:: OBJECTIVE ::
Can you quote the records below in full, word for word?

(Location annotation dataset excerpts)
------------------------------

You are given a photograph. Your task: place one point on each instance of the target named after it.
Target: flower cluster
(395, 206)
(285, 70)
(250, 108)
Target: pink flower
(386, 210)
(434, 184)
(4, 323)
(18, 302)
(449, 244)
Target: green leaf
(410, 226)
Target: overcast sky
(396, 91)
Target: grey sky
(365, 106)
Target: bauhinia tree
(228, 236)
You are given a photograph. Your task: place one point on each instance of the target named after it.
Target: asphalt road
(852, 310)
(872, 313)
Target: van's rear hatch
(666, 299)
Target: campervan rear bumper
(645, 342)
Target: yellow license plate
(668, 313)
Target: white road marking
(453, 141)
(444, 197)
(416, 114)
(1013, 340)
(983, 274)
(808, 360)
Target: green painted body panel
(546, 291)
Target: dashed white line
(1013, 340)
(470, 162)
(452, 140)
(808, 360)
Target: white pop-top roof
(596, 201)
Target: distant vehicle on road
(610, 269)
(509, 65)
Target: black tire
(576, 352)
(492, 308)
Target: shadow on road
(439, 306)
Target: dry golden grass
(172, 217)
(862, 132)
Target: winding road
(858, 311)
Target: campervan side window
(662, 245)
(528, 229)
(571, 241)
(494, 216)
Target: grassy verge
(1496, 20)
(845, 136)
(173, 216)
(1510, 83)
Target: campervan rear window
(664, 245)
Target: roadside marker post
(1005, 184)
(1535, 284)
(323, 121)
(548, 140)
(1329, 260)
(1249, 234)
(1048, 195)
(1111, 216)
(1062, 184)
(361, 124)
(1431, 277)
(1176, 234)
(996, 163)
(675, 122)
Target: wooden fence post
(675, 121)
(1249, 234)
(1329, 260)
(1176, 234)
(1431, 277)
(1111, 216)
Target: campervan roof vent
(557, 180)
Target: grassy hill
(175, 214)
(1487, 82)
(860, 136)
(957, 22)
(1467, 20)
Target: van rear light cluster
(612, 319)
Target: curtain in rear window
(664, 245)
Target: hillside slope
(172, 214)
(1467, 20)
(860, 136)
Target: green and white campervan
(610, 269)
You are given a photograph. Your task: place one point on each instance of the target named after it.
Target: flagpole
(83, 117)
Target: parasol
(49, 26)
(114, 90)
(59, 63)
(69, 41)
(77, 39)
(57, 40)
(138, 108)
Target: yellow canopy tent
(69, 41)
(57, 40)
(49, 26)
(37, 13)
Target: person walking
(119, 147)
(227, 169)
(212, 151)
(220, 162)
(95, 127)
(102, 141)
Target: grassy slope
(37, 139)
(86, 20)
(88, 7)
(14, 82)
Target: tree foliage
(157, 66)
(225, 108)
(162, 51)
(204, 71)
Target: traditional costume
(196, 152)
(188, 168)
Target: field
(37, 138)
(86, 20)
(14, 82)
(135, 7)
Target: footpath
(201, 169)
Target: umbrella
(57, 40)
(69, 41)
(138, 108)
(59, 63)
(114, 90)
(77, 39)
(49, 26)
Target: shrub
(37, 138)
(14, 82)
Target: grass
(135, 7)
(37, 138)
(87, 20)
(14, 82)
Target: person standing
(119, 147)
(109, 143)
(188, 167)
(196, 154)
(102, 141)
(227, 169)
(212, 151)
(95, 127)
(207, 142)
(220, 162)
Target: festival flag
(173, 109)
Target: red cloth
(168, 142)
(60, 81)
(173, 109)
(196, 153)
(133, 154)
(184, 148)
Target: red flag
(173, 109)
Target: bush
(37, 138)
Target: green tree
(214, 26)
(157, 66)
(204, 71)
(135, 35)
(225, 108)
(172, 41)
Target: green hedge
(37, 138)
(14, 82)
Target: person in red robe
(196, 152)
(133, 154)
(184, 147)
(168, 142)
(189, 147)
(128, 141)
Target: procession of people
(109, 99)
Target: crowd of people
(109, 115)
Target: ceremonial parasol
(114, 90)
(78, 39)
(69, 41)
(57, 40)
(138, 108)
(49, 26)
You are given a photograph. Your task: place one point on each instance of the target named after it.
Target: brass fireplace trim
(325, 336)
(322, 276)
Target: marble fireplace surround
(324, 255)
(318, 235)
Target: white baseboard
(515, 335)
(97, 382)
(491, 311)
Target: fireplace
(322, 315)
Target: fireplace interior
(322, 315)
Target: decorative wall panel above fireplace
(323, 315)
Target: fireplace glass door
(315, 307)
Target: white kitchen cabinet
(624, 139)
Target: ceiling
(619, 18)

------------------------------

:: SOLUTION TO THIS EXERCISE ::
You are given a photograph. Your task: place one point on each instance of the target named after it.
Target: flower cluster
(395, 206)
(285, 70)
(250, 108)
Target: pink flower
(386, 210)
(434, 184)
(4, 323)
(18, 302)
(449, 244)
Target: green leaf
(410, 226)
Target: overcast sky
(396, 91)
Target: grey sky
(365, 106)
Target: bauhinia tree
(228, 236)
You are given a photograph. Your task: place one point on each instance of the target named after it.
Target: asphalt road
(852, 310)
(872, 313)
Target: van's rear hatch
(666, 299)
Target: campervan rear bumper
(645, 342)
Target: yellow license plate
(668, 313)
Target: white road marking
(453, 141)
(444, 197)
(416, 114)
(1013, 340)
(983, 274)
(808, 360)
Target: green painted body panel
(546, 291)
Target: dashed white line
(1013, 340)
(470, 162)
(452, 140)
(808, 360)
Target: white pop-top roof
(596, 201)
Target: distant vehicle on road
(610, 269)
(509, 65)
Target: black tire
(576, 352)
(492, 308)
Target: shadow on road
(439, 306)
Target: dry golden grass
(172, 217)
(862, 132)
Target: winding road
(858, 311)
Target: campervan side window
(662, 245)
(528, 229)
(571, 241)
(494, 216)
Target: grassy verge
(1496, 20)
(845, 136)
(173, 216)
(1510, 83)
Target: campervan rear window
(664, 245)
Target: roadside marker post
(1005, 184)
(1535, 284)
(323, 121)
(548, 140)
(1329, 260)
(1249, 234)
(1048, 195)
(1111, 216)
(1062, 184)
(361, 124)
(1431, 277)
(1176, 234)
(996, 163)
(675, 122)
Target: wooden fence post
(675, 121)
(1249, 234)
(1329, 260)
(1176, 234)
(1431, 277)
(1111, 216)
Target: campervan roof vent
(557, 180)
Target: grassy hill
(175, 214)
(1487, 82)
(860, 136)
(957, 22)
(1467, 20)
Target: van rear light cluster
(612, 319)
Target: curtain in rear window
(664, 245)
Target: hillside slope
(172, 214)
(1467, 20)
(860, 136)
Target: green and white campervan
(610, 269)
You are given a photograph. Your task: place one point on each instance of the target named after it.
Target: flagpole
(83, 117)
Target: parasol
(49, 26)
(114, 90)
(59, 63)
(69, 41)
(77, 39)
(57, 40)
(138, 108)
Target: yellow canopy tent
(69, 41)
(57, 40)
(49, 26)
(37, 13)
Target: person walking
(119, 147)
(227, 169)
(212, 151)
(220, 162)
(95, 127)
(102, 141)
Target: grassy slope
(37, 139)
(86, 20)
(88, 7)
(14, 82)
Target: tree foliage
(157, 66)
(225, 108)
(162, 51)
(204, 71)
Target: traditional costume
(196, 152)
(188, 168)
Target: field
(37, 138)
(86, 20)
(14, 82)
(135, 7)
Target: footpath
(201, 169)
Target: umbrella
(57, 40)
(69, 41)
(138, 108)
(59, 63)
(114, 90)
(77, 39)
(49, 26)
Target: shrub
(37, 138)
(14, 82)
Target: grass
(135, 7)
(37, 138)
(87, 20)
(14, 82)
Target: person standing
(119, 147)
(109, 143)
(188, 167)
(196, 154)
(102, 141)
(227, 169)
(212, 151)
(95, 127)
(207, 142)
(220, 162)
Target: festival flag
(173, 109)
Target: red cloth
(168, 142)
(60, 81)
(173, 109)
(196, 153)
(133, 154)
(184, 148)
Target: red flag
(173, 109)
Target: bush
(37, 138)
Target: green tree
(214, 26)
(157, 66)
(204, 71)
(135, 35)
(225, 108)
(172, 41)
Target: green hedge
(37, 138)
(14, 82)
Target: person in red robe
(196, 152)
(133, 154)
(184, 147)
(168, 142)
(189, 147)
(128, 141)
Target: procession of people
(109, 99)
Target: crowd of people
(109, 115)
Target: ceremonial parasol
(114, 90)
(78, 39)
(69, 41)
(57, 40)
(138, 108)
(49, 26)
You are given a photograph. Your task: place one point on each instance of the target named after it.
Target: brass fireplace trim
(325, 336)
(322, 276)
Target: marble fireplace surround
(324, 255)
(318, 235)
Target: white baseboard
(515, 335)
(97, 382)
(491, 311)
Target: fireplace
(322, 315)
Target: fireplace interior
(322, 315)
Target: decorative wall panel above fireplace
(323, 315)
Target: fireplace glass door
(315, 307)
Target: white kitchen cabinet
(624, 139)
Target: ceiling
(619, 18)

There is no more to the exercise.